§ TEXT SHOWN:
########

No statues bruised in Nuneaton
So some people did protect a statue of a feminist woman writer (not exactly a poet), even though it didn’t actually need protecting. Story partially true. Literary Hub explains:
Worldwide protests ignited by the death of George Floyd have continued, including in Nuneaton, Warkwickshire, where a group of locals thought they were protecting a statue of George Eliot over the weekend.
Valiant defenders of this bronze effigy popped up following incidents in which Black Lives Matter supporters took down a statue of a 17th-century slave trader in Bristol and tagged a monument of Winston Churchill with the words “is a racist” in central London.
The people guarding the Eliot statue in Nuneaton were presumably operating on the assumption that Black Lives Matter protestors despise all statues as much as they hate police brutality.
An easy mistake to make. Here’s the deal: the problem isn’t the statue-ness, it’s the involvement in slavery or imperialist brutality or the like. George Eliot didn’t buy and sell slaves, nor did she admire or celebrate men who did.
George Eliot, the pen name of Mary Ann Evans, was one of the Victorian era’s great writers and a supporter of the anti-slavery movement. She had a long, epistolary friendship with Harriet Beecher Stowe and questioned the morality of slavery in her 1862 novel Romola.
She was way out on the left end of the Victorian political spectrum.
H/t Richard
You never know though:
https://www.snopes.com/fact-check/defaced-abolitionist-statue/
Yeah, I don’t think there’s any actual concern for history at play.
Even in terrifying downtown Bristol, other statues remain unharmed and in place. As far as I’m aware, Neptune never bought and sold people, and his statue only a short distance from Colston’s plinth remains untouched. The local Cenotaph remains surrounded with poppies. Chatterton, Tyndale, Penn and Cary Grant seem happy in nearby Millennium Square. (I did actually look up Penn, as I didn’t know what his connection was with Bristol; he may be the next to go as his history is not as clean as I’d thought it was:
https://www.brh.org.uk/site/pamphleteer/the-life-family-of-william-penn-260-years-of-bloody-colonial-history/ .)
Gladstone in Edinburgh remains untampered with though there was call for a university library to change its name from Gladstone because his family – not he himself- owned slaves. Gladstone was a great liberal PM.
Also Viscount Dundas in Edinburgh – he delayed on abolition and he will get a plaque. I doubt if anyone gave his statue a second glance – it’s on a huge plinth and it’s like the other bronze and stone worthies, simply part of the landscape.
I think a lot of this in the UK is going to be a damp squib, though in Glasgow it takes the sectarian/nationalist form of one lot going for Robert Peel and Wellington and the other protecting them i.e. looking for a punch up.

########

§ DATA LINES:
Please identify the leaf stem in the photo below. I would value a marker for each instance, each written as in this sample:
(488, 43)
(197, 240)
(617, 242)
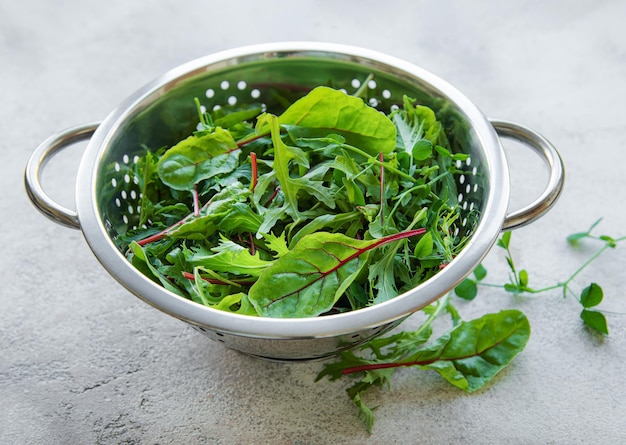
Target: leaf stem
(255, 171)
(382, 188)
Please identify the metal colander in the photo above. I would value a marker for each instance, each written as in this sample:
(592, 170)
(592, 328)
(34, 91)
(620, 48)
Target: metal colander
(162, 113)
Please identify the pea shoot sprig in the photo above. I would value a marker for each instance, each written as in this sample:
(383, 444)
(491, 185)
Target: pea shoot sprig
(472, 352)
(590, 296)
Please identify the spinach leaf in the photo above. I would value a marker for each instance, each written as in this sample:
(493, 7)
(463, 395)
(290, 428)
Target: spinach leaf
(325, 110)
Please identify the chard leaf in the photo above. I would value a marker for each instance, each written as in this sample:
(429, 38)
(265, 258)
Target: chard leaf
(275, 243)
(332, 111)
(309, 279)
(229, 257)
(207, 222)
(139, 254)
(473, 352)
(237, 303)
(200, 156)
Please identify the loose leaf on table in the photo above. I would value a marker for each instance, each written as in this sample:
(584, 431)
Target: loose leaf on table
(309, 279)
(470, 354)
(200, 156)
(475, 351)
(335, 112)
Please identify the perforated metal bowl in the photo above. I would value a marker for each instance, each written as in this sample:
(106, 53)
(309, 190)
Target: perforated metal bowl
(162, 112)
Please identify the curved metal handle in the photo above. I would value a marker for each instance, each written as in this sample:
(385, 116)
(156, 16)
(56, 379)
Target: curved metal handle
(34, 168)
(556, 180)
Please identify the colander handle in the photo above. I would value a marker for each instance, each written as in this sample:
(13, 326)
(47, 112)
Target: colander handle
(34, 168)
(554, 162)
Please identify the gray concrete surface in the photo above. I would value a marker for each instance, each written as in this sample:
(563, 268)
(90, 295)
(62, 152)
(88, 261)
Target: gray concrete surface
(82, 361)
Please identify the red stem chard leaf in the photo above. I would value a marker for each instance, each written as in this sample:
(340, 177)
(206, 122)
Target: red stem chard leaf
(471, 354)
(333, 111)
(200, 156)
(308, 280)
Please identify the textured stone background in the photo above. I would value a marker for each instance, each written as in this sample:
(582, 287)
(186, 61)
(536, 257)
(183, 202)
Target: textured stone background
(83, 361)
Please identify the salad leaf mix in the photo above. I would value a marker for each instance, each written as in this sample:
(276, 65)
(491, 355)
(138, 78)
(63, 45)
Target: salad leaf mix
(329, 206)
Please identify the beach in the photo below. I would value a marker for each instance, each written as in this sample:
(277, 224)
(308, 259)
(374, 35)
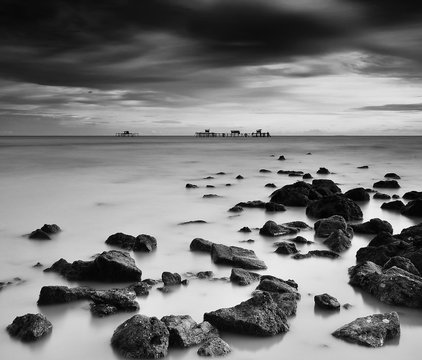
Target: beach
(93, 187)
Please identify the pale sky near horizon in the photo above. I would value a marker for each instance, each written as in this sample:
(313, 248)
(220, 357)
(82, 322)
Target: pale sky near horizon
(173, 67)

########

§ JOBS:
1) According to the post about the George Eliot statue in Nuneaton, which of her novels questioned the morality of slavery?
2) Resume the post about the George Eliot statue in Nuneaton and continue it after its final sentence.

§ OUTPUTS BY TASK:
1) Romola, her 1862 novel.

2)
I can’t say anything about the USA, but in the UK attacking symbols strikes me as politics as performance, which will achieve very little.
In the US, it is political performance, as well, but the consequences could be much different. There is a huge contingent of well-armed people that will go to great lengths to protect their symbols of traitors and slavers, and it could get bloody. With other presidents, I could envision at least cosmetic action to douse the flames, but this president is likely to pour on gasoline, thereby igniting some serious altercations. Taken to the extreme, it could lead to a race war (which a lot of the white nationalists apparently want, convinced they will win. I presume they believe all the white people would pitch in on their side once it started).
KBPlayer,
On the other hand, Robert Bruce’s statue in Bannockburn was tagged as racist, a dubious claim (he certainly shared the anti-Muslim sentiment of his age, but that was more based on religion than race).
Also, a Cervantes statue in San Francisco was spraypainted “Bastard”, perhaps because he was mistaken for a conquistador. And they toppled a statue of Ulysses S. Grant.
But, while I think that’s all a bit over the top, that’s all just a bit of collateral damage, with no real harm done.
@KBplayer,
Melville/Dundas may not be a big deal in Edinburgh (though see the graffiti in the linked image), but here in Ontario, Canada, there are a significant number of roads and municipal designations that bear his name, and there have been calls to rename Toronto’s Dundas St – a major road in the city with Canada’s largest black population. (https://www.cbc.ca/news/canada/hamilton/toronto-may-rename-dundas-street-west-is-hamilton-s-dundas-next-1.5607907)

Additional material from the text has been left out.